Goal
Render the rows below as a Markdown table with two columns, No. and Line. Number each line and leave out blank lines.

Data section
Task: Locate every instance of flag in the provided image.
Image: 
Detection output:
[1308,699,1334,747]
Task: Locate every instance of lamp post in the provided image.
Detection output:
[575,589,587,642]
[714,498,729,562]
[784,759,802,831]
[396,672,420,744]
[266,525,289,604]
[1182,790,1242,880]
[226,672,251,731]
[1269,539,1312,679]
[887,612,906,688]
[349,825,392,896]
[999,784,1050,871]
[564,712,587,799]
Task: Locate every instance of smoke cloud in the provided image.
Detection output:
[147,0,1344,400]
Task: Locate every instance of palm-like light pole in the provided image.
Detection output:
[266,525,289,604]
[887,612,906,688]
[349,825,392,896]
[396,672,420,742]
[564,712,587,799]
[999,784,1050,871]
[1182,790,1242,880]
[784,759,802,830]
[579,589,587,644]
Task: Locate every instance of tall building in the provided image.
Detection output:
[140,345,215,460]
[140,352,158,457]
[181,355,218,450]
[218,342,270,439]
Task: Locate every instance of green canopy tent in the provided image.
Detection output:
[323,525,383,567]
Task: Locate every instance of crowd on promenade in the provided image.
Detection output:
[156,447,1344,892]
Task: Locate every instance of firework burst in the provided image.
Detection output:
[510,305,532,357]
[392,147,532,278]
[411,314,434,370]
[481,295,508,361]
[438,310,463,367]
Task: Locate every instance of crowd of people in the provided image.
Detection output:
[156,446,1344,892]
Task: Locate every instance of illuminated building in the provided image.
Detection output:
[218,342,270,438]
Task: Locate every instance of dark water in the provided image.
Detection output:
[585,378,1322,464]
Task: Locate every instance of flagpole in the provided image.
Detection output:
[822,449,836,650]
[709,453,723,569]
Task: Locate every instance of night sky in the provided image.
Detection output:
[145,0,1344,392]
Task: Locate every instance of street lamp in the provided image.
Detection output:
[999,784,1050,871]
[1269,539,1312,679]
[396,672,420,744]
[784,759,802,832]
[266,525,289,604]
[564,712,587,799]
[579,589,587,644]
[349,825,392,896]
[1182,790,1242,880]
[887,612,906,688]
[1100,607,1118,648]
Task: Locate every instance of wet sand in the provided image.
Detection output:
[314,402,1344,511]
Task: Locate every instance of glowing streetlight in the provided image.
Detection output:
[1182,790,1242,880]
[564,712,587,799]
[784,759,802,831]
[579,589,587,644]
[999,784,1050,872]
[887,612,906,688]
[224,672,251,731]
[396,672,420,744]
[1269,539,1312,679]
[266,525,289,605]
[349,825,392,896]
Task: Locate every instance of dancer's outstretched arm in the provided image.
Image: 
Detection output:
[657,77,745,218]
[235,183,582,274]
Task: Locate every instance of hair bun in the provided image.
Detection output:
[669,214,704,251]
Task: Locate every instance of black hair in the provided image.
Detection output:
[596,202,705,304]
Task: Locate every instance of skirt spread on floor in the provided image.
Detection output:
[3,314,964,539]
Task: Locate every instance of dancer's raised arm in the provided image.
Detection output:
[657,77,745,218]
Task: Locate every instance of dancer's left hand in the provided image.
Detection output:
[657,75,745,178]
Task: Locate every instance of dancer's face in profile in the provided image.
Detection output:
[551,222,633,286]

Solution for this task
| No. | Line |
|---|---|
| 1 | Task: Locate every instance of flag in the provided image. |
| 2 | Image:  |
| 3 | Detection output: |
| 4 | [1308,699,1334,747] |
| 5 | Task: Locate every instance of lamp post in the provided image. |
| 6 | Detection output: |
| 7 | [575,589,587,642] |
| 8 | [714,498,729,562] |
| 9 | [784,759,802,831] |
| 10 | [396,672,420,744] |
| 11 | [266,525,289,604] |
| 12 | [1182,790,1242,880] |
| 13 | [226,672,251,731] |
| 14 | [1269,539,1312,679] |
| 15 | [887,612,906,688] |
| 16 | [349,825,392,896] |
| 17 | [999,784,1050,871] |
| 18 | [564,712,587,799] |
| 19 | Task: Locate every instance of smoke cloud in the provided image. |
| 20 | Detection output: |
| 21 | [147,0,1344,400] |
| 22 | Task: Locate every instance of palm-like light pole in the provided image. |
| 23 | Detection output: |
| 24 | [266,525,289,604] |
| 25 | [887,612,906,688] |
| 26 | [349,825,392,896] |
| 27 | [396,672,420,742] |
| 28 | [564,712,587,799] |
| 29 | [999,784,1050,871] |
| 30 | [1182,790,1242,880] |
| 31 | [784,759,802,830] |
| 32 | [579,589,587,644] |
| 33 | Task: Locate every instance of tall building in the provided image. |
| 34 | Detection output: |
| 35 | [140,345,215,460] |
| 36 | [140,352,158,457] |
| 37 | [181,355,218,450] |
| 38 | [218,342,270,439] |
| 39 | Task: Locate every instance of green canopy tent in the provided image. |
| 40 | Detection output: |
| 41 | [323,525,383,567] |
| 42 | Task: Locate every instance of crowd on promenade in the provided image. |
| 43 | Detection output: |
| 44 | [156,447,1344,892] |
| 45 | Task: Locate every instance of firework burst in the provided image. |
| 46 | Detection output: |
| 47 | [510,305,532,357] |
| 48 | [392,147,532,278] |
| 49 | [411,314,434,370] |
| 50 | [481,295,508,361] |
| 51 | [438,310,463,367] |
| 52 | Task: Locate every instance of crowd of people in the provided image. |
| 53 | Detection output: |
| 54 | [156,446,1344,892] |
| 55 | Task: Locate every instance of illuminated building in the provided image. |
| 56 | Detection output: |
| 57 | [218,342,270,438] |
| 58 | Task: Locate every instance of dark water in the provided image. |
| 59 | Detection output: |
| 60 | [585,378,1322,464] |
| 61 | Task: Locate every instance of flagpole in the provided image. |
| 62 | Detection output: |
| 63 | [822,449,836,650] |
| 64 | [709,453,723,569] |
| 65 | Task: Locate every instance of night sky in the provided image. |
| 66 | Detection output: |
| 67 | [145,0,1344,392] |
| 68 | Task: Locate every instance of street lamp in the provided image. |
| 69 | Detection output: |
| 70 | [999,784,1050,871] |
| 71 | [1269,539,1312,679] |
| 72 | [396,672,420,744] |
| 73 | [784,759,802,832] |
| 74 | [266,525,289,604] |
| 75 | [564,712,587,799] |
| 76 | [579,589,587,644] |
| 77 | [349,825,392,896] |
| 78 | [1182,790,1242,880] |
| 79 | [887,612,906,688] |
| 80 | [1100,607,1118,648] |
| 81 | Task: Locate every instance of wet sand in the provided image. |
| 82 | Detection output: |
| 83 | [314,402,1344,511] |
| 84 | Task: Locate every instance of glowing streetlight in the provided image. |
| 85 | Detection output: |
| 86 | [1182,790,1242,880] |
| 87 | [564,712,587,799] |
| 88 | [784,759,802,831] |
| 89 | [579,589,587,644] |
| 90 | [999,784,1050,872] |
| 91 | [887,612,906,688] |
| 92 | [224,672,251,731] |
| 93 | [396,672,420,744] |
| 94 | [1269,539,1312,679] |
| 95 | [266,525,289,605] |
| 96 | [349,825,392,896] |
| 97 | Task: Locate every instance of dancer's outstretched arm in the provided image. |
| 98 | Image:  |
| 99 | Detection output: |
| 100 | [657,77,745,218] |
| 101 | [235,183,582,274] |
| 102 | Task: Locate every instance of hair bun in the provided image. |
| 103 | Detection output: |
| 104 | [669,214,704,251] |
| 105 | Task: Locate every instance of black hair in the provided image. |
| 106 | Detection output: |
| 107 | [596,202,705,304] |
| 108 | Task: Locate every instance of skirt spread on floor in the provided image. |
| 109 | Detection output: |
| 110 | [3,314,964,539] |
| 111 | Task: Locate every instance of dancer's raised arm in the provided image. |
| 112 | Detection output: |
| 113 | [657,77,745,218] |
| 114 | Task: Locate every instance of dancer's left hand in the provided image. |
| 115 | Detection output: |
| 116 | [657,75,745,178] |
| 117 | Task: Locate every instance of dancer's face in profile in the provided image. |
| 118 | Detection output: |
| 119 | [551,222,633,286] |